Material
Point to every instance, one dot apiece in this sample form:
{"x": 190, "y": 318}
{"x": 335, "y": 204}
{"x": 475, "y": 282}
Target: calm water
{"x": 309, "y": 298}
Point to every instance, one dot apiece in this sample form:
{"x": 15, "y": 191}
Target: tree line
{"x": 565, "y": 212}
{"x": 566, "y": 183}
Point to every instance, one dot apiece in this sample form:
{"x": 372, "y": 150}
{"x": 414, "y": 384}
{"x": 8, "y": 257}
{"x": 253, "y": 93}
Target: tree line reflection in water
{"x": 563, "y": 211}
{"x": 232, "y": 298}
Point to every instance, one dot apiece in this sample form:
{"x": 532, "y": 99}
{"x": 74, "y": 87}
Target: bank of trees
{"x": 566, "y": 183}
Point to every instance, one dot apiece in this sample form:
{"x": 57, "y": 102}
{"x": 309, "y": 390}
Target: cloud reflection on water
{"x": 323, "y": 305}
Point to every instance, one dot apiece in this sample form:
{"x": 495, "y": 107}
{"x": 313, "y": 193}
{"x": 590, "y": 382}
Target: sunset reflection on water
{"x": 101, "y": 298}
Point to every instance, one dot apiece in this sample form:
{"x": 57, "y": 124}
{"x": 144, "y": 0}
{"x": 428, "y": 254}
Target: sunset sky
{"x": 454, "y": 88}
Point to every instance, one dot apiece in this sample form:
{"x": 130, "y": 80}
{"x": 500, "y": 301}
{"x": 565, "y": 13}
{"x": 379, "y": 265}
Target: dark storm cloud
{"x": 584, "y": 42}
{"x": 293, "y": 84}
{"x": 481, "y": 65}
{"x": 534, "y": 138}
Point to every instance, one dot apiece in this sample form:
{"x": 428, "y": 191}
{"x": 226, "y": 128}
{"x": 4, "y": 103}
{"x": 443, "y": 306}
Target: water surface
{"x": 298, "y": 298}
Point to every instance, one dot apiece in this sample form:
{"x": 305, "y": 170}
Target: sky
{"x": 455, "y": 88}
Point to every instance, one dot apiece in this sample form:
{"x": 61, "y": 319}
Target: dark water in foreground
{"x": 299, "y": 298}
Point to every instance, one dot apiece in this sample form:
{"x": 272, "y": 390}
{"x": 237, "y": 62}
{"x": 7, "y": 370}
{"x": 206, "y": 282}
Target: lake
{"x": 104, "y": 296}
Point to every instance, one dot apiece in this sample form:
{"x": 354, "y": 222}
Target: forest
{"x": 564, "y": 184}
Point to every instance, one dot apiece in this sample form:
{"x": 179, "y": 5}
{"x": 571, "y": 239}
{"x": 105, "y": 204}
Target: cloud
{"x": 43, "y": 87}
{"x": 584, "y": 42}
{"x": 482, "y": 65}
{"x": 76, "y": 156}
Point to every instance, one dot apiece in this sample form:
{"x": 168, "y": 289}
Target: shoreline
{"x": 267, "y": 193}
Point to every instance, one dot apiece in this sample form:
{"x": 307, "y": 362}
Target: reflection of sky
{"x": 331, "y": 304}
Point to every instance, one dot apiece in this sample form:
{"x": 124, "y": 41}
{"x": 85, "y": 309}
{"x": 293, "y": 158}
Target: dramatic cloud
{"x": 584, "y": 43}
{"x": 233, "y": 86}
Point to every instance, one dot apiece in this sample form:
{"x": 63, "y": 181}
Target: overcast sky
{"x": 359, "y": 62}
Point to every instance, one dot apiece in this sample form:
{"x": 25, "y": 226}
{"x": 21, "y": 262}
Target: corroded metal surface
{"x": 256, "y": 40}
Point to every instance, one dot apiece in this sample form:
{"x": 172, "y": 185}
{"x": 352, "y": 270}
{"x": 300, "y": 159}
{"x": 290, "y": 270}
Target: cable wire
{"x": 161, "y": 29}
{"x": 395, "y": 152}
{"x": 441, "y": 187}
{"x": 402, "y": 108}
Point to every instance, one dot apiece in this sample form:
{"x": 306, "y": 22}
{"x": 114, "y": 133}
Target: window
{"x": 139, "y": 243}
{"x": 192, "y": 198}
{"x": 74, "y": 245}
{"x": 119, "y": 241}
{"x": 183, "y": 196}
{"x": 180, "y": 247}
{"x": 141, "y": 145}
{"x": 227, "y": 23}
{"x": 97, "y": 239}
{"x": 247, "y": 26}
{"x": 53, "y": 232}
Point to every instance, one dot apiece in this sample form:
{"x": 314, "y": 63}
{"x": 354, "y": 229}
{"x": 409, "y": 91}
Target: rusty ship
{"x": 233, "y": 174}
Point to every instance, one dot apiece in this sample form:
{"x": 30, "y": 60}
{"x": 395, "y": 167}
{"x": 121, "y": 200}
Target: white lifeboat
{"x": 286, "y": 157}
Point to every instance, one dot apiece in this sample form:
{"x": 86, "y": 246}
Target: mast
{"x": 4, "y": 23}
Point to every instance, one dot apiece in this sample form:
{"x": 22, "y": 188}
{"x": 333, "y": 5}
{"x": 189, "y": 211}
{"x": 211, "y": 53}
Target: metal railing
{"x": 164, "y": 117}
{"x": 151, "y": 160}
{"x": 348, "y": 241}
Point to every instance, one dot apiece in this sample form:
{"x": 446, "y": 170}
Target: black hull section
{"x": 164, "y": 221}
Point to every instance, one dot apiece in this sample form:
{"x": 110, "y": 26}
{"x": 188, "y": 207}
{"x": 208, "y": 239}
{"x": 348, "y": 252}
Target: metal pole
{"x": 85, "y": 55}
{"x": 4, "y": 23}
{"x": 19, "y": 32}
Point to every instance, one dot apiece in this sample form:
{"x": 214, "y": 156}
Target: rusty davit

Task details
From the records above, copy every line that contains the word "rusty".

Written reply
Target: rusty ship
Target: rusty davit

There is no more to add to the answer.